**Short problem A:** Pull out every line of the entries that contains the string "stripe", copying each one in full.

***** Source document *****

{
"cells": [
{
"cell_type": "markdown",
"id": "0",
"metadata": {},
"source": [
"# Large Raster Zonal Statistics\n",
"\n",
"\"Zonal statistics\" spans a large range of problems. \n",
"\n",
"This one is inspired by [this issue](https://github.com/xarray-contrib/flox/issues/428), where a cell areas raster is aggregated over 6 different groupers and summed. Each array involved has a global extent on a 30m grid with shape 560_000 x 1440_000 and chunk size 10_000 x 10_000. Three of the groupers `tcl_year`, `drivers`, and `tcd_thresholds` have a small number of group labels (23, 5, and 7). \n",
"\n",
"The last 3 groupers are [GADM](https://gadm.org/) level 0, 1, 2 administrative area polygons rasterized to this grid; with 248, 86, and 854 unique labels respectively (arrays `adm0`, `adm1`, and `adm2`). These correspond to country-level, state-level, and county-level administrative boundaries. "

***** Input material *****

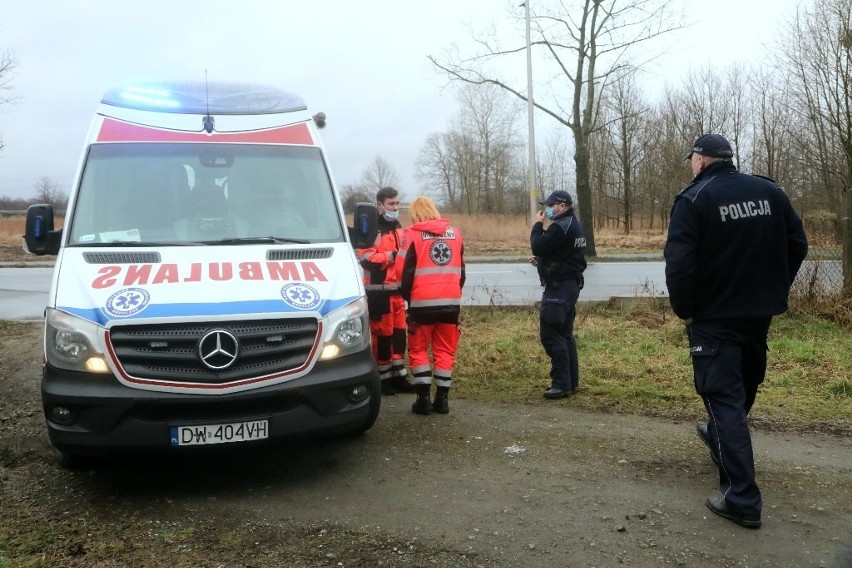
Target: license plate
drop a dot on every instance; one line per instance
(207, 434)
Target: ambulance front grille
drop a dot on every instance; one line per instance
(299, 254)
(170, 352)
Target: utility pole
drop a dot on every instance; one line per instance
(530, 122)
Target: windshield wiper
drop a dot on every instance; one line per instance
(257, 240)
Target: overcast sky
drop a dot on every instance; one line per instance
(364, 63)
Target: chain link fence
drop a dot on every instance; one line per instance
(822, 272)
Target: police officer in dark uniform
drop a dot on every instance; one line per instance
(734, 247)
(558, 254)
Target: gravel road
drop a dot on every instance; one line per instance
(503, 485)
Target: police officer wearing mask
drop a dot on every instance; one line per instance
(733, 249)
(558, 254)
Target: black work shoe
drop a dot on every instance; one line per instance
(422, 406)
(441, 405)
(704, 434)
(557, 392)
(717, 504)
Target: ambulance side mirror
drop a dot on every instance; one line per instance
(365, 230)
(39, 236)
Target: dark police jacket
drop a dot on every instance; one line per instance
(734, 246)
(560, 250)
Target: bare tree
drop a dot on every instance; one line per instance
(818, 54)
(475, 166)
(554, 169)
(351, 195)
(378, 175)
(8, 63)
(50, 192)
(586, 43)
(620, 139)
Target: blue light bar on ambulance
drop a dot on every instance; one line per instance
(201, 98)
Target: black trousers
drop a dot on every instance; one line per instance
(556, 329)
(729, 364)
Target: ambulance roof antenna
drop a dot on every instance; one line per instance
(207, 121)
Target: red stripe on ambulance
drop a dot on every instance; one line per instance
(144, 274)
(119, 131)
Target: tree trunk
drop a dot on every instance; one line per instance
(847, 244)
(584, 189)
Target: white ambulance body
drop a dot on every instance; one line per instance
(205, 288)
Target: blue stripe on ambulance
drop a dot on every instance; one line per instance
(247, 307)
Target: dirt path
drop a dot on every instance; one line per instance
(487, 485)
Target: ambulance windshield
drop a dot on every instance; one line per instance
(204, 193)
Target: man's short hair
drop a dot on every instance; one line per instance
(385, 193)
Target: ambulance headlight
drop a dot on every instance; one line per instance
(71, 343)
(349, 330)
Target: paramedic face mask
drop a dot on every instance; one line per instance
(389, 208)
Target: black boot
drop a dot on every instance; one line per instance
(422, 405)
(387, 387)
(441, 404)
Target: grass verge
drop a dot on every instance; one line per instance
(635, 360)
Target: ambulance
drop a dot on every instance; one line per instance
(206, 289)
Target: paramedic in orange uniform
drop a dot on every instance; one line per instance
(386, 306)
(431, 268)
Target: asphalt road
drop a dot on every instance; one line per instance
(24, 291)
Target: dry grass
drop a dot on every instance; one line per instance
(641, 365)
(510, 235)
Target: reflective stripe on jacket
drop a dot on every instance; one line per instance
(431, 264)
(380, 273)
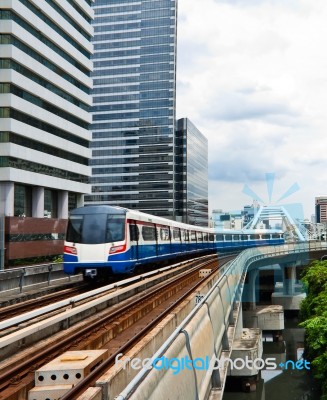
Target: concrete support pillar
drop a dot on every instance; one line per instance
(289, 279)
(239, 326)
(63, 204)
(7, 193)
(80, 200)
(38, 202)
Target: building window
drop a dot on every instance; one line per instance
(50, 203)
(72, 201)
(22, 201)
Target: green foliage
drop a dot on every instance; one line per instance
(314, 316)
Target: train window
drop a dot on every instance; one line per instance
(176, 235)
(149, 233)
(115, 230)
(74, 229)
(164, 233)
(134, 232)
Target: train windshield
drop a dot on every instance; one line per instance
(96, 228)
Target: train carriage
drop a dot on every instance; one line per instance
(106, 240)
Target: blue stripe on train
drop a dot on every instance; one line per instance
(125, 262)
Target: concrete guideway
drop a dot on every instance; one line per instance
(209, 331)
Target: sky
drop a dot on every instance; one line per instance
(252, 76)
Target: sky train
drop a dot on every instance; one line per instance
(106, 240)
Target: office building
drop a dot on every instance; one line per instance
(191, 174)
(45, 83)
(321, 209)
(134, 105)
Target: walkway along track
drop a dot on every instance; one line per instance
(114, 327)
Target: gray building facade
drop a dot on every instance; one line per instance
(134, 94)
(45, 83)
(191, 179)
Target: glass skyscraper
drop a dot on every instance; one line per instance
(134, 105)
(191, 174)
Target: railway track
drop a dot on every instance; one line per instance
(33, 304)
(117, 329)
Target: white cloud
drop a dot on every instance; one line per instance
(251, 75)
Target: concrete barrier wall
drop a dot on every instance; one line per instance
(159, 383)
(18, 280)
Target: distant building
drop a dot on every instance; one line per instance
(191, 174)
(234, 219)
(45, 100)
(321, 209)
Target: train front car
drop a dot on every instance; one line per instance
(96, 242)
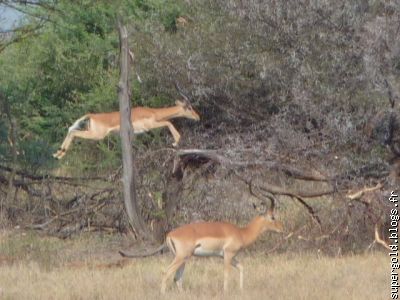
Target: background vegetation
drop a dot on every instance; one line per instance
(285, 89)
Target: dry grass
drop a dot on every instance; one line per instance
(302, 276)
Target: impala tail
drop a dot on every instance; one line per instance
(80, 124)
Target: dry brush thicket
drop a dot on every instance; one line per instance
(299, 101)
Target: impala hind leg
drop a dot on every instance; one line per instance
(228, 257)
(171, 128)
(179, 277)
(238, 266)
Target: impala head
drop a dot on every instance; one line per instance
(187, 110)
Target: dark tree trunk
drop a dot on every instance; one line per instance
(126, 132)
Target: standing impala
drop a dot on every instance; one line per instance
(219, 239)
(98, 126)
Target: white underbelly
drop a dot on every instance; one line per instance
(199, 251)
(139, 127)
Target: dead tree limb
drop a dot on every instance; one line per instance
(215, 155)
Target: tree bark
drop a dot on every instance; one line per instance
(126, 132)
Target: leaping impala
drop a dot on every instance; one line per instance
(98, 126)
(219, 239)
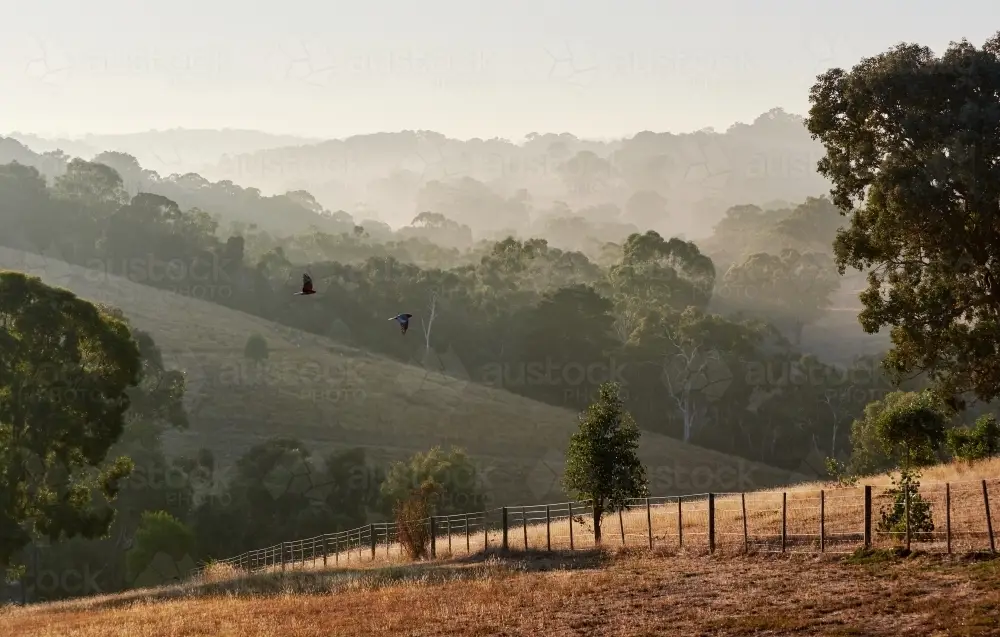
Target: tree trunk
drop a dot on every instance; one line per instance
(598, 514)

*****

**Short problem B:** Reproduce the whole text on large raster zonal statistics above, character for character, with nothing changed.

**Exercise output A:**
Target: red stripe on ambulance
Target: blue stripe on ambulance
Target: reflective stripe on jacket
Target: blue stripe on train

**Exercise output B:**
{
"cells": [
{
"cell_type": "markdown",
"id": "0",
"metadata": {},
"source": [
"# Large Raster Zonal Statistics\n",
"\n",
"\"Zonal statistics\" spans a large range of problems. \n",
"\n",
"This one is inspired by [this issue](https://github.com/xarray-contrib/flox/issues/428), where a cell areas raster is aggregated over 6 different groupers and summed. Each array involved has a global extent on a 30m grid with shape 560_000 x 1440_000 and chunk size 10_000 x 10_000. Three of the groupers `tcl_year`, `drivers`, and `tcd_thresholds` have a small number of group labels (23, 5, and 7). \n",
"\n",
"The last 3 groupers are [GADM](https://gadm.org/) level 0, 1, 2 administrative area polygons rasterized to this grid; with 248, 86, and 854 unique labels respectively (arrays `adm0`, `adm1`, and `adm2`). These correspond to country-level, state-level, and county-level administrative boundaries. "